* [WHAT THE TASK REQUIRES]
Reproduce the records from the line with "Where can the white notebook" to the line with "<point>270,189</point>", both included, keeping the requests as they are. Add 125 to every x and y coordinate in the answers, but leave the sample coordinates inside the requests unchanged.

----------

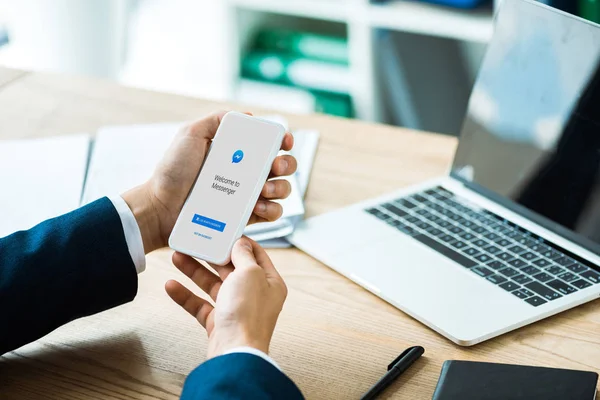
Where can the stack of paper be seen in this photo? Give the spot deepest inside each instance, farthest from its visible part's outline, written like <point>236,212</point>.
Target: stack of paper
<point>43,178</point>
<point>40,179</point>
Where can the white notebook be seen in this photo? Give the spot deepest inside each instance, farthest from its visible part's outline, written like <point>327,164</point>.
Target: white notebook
<point>40,179</point>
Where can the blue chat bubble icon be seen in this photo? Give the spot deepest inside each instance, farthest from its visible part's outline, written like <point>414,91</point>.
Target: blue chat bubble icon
<point>237,156</point>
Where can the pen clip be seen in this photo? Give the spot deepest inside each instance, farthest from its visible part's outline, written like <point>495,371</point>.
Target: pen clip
<point>401,356</point>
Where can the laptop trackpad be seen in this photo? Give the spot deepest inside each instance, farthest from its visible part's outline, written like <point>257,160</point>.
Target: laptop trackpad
<point>430,287</point>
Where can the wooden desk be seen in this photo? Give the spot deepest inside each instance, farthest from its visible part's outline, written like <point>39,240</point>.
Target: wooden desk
<point>333,338</point>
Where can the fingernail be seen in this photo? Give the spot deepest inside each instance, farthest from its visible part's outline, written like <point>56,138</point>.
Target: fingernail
<point>261,207</point>
<point>270,189</point>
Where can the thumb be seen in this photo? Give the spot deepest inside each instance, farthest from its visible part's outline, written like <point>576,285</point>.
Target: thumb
<point>242,254</point>
<point>247,253</point>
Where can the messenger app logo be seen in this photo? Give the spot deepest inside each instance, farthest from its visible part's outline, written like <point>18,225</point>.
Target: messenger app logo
<point>237,156</point>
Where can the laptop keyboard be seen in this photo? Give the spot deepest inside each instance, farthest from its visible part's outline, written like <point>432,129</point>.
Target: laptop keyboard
<point>504,254</point>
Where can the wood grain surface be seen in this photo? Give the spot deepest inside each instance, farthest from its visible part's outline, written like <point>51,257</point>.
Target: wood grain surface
<point>333,338</point>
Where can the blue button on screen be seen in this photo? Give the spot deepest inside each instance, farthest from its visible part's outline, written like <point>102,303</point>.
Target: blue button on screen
<point>209,222</point>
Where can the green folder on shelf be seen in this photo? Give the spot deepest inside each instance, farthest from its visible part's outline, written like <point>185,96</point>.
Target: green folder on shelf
<point>590,10</point>
<point>296,71</point>
<point>305,44</point>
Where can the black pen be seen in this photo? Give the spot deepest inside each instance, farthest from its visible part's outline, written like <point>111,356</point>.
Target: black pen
<point>395,369</point>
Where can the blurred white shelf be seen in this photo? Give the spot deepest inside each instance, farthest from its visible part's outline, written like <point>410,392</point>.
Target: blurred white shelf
<point>329,10</point>
<point>362,19</point>
<point>427,19</point>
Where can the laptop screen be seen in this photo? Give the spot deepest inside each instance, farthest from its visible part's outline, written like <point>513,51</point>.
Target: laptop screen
<point>531,137</point>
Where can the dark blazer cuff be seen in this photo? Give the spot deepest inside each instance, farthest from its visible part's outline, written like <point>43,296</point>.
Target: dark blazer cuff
<point>239,376</point>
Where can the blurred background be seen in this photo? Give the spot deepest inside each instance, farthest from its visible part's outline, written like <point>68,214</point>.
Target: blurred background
<point>407,63</point>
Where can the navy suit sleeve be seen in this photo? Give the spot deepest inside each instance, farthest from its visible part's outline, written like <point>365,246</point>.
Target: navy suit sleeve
<point>62,269</point>
<point>239,376</point>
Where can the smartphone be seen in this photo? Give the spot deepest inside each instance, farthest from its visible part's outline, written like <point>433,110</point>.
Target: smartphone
<point>226,190</point>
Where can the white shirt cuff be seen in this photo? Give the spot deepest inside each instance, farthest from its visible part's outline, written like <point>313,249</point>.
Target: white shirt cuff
<point>256,352</point>
<point>133,236</point>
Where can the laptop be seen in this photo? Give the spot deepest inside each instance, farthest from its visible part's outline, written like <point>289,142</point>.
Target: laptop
<point>512,234</point>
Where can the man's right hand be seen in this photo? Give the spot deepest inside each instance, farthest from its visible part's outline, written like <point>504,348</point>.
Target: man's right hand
<point>248,293</point>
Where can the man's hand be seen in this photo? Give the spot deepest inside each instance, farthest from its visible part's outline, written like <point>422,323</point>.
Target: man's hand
<point>248,293</point>
<point>157,203</point>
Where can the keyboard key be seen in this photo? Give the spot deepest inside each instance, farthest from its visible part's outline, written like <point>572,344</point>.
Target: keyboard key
<point>527,292</point>
<point>520,294</point>
<point>510,286</point>
<point>458,245</point>
<point>484,258</point>
<point>453,216</point>
<point>480,243</point>
<point>378,213</point>
<point>536,301</point>
<point>467,236</point>
<point>555,270</point>
<point>529,256</point>
<point>552,254</point>
<point>542,263</point>
<point>505,256</point>
<point>524,241</point>
<point>591,276</point>
<point>491,249</point>
<point>496,265</point>
<point>516,249</point>
<point>543,277</point>
<point>435,232</point>
<point>577,268</point>
<point>503,242</point>
<point>537,247</point>
<point>405,203</point>
<point>394,222</point>
<point>530,270</point>
<point>492,236</point>
<point>406,229</point>
<point>412,219</point>
<point>581,284</point>
<point>417,198</point>
<point>522,279</point>
<point>471,251</point>
<point>479,229</point>
<point>482,271</point>
<point>431,217</point>
<point>564,261</point>
<point>496,279</point>
<point>456,230</point>
<point>568,277</point>
<point>517,263</point>
<point>543,291</point>
<point>444,223</point>
<point>508,272</point>
<point>395,210</point>
<point>446,251</point>
<point>447,238</point>
<point>561,287</point>
<point>423,225</point>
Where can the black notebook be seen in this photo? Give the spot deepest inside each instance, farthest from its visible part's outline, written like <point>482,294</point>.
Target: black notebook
<point>464,380</point>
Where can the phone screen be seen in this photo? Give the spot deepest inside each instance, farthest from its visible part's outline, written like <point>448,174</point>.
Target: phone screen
<point>227,188</point>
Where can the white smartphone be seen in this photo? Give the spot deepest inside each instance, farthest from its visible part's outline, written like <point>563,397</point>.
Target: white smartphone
<point>226,190</point>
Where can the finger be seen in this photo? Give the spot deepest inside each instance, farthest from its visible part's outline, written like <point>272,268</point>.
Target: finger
<point>284,165</point>
<point>248,252</point>
<point>223,270</point>
<point>268,210</point>
<point>199,274</point>
<point>288,142</point>
<point>276,189</point>
<point>205,128</point>
<point>197,307</point>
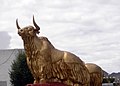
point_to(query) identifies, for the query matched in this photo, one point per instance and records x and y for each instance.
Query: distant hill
(105, 74)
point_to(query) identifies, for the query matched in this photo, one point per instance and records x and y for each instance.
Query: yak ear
(36, 26)
(17, 24)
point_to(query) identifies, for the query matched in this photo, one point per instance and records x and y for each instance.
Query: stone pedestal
(48, 84)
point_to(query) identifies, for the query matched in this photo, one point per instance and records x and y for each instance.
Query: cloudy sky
(87, 28)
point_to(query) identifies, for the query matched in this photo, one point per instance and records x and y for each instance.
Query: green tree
(20, 74)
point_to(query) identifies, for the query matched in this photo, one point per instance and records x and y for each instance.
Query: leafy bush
(20, 74)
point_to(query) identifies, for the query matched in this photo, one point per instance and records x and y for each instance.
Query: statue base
(48, 84)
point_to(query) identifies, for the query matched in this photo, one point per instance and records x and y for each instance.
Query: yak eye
(29, 28)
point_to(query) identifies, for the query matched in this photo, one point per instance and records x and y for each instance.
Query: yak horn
(17, 24)
(37, 27)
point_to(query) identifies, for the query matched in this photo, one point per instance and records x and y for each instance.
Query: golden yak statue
(48, 64)
(96, 74)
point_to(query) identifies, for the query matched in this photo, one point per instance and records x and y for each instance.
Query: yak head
(28, 31)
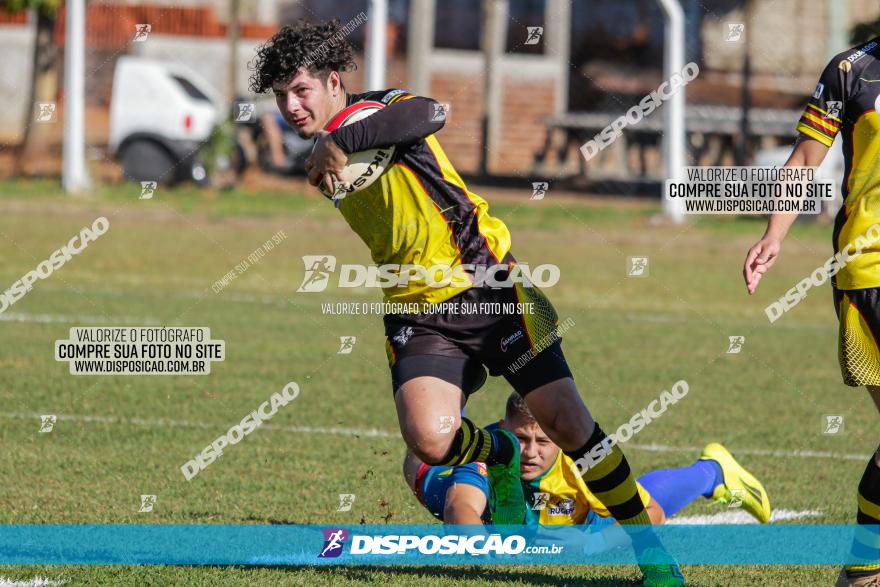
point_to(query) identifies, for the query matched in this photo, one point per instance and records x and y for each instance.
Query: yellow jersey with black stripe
(846, 101)
(420, 212)
(560, 496)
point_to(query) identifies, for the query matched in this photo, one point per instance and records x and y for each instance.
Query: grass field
(120, 437)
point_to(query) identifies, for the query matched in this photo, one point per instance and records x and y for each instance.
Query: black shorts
(511, 331)
(858, 312)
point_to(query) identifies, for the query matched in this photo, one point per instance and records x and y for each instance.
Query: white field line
(372, 432)
(738, 516)
(376, 433)
(35, 582)
(760, 452)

----------

* [RESULT FOR THIS EXERCISE]
Where can the white notebook be seen in this photo? Give the spot deepest inside each instance, farthest from its visible part's outline, written like <point>327,164</point>.
Target: white notebook
<point>165,304</point>
Where can the blue chat bubble icon be seen in this photo? Give the spot deepest inside each instance, farthest from its visible part's outline, written like <point>414,91</point>.
Target: blue chat bubble icon
<point>362,281</point>
Where can the pen clip be seen in this photo? Give the spot deepest inside each instance, farthest from its visible part's outline, written like <point>495,371</point>.
Target: pen clip
<point>526,481</point>
Where can the laptop trackpad be seen in this photo? Give the spot deepest inside each instance, farthest from its visible part's outline, written like <point>257,160</point>.
Target: laptop trackpad
<point>555,412</point>
Where can the wooden desk be seen in this photo? Give the spot deepest inside each instance, farthest from its visible part's outline, written like <point>39,240</point>.
Target: wooden desk
<point>458,463</point>
Where can the fingernail be seen in this photo? Give the spot deepest inside each instance, farthest from its visible part's outline, written like <point>56,138</point>.
Target: fingernail
<point>386,332</point>
<point>395,314</point>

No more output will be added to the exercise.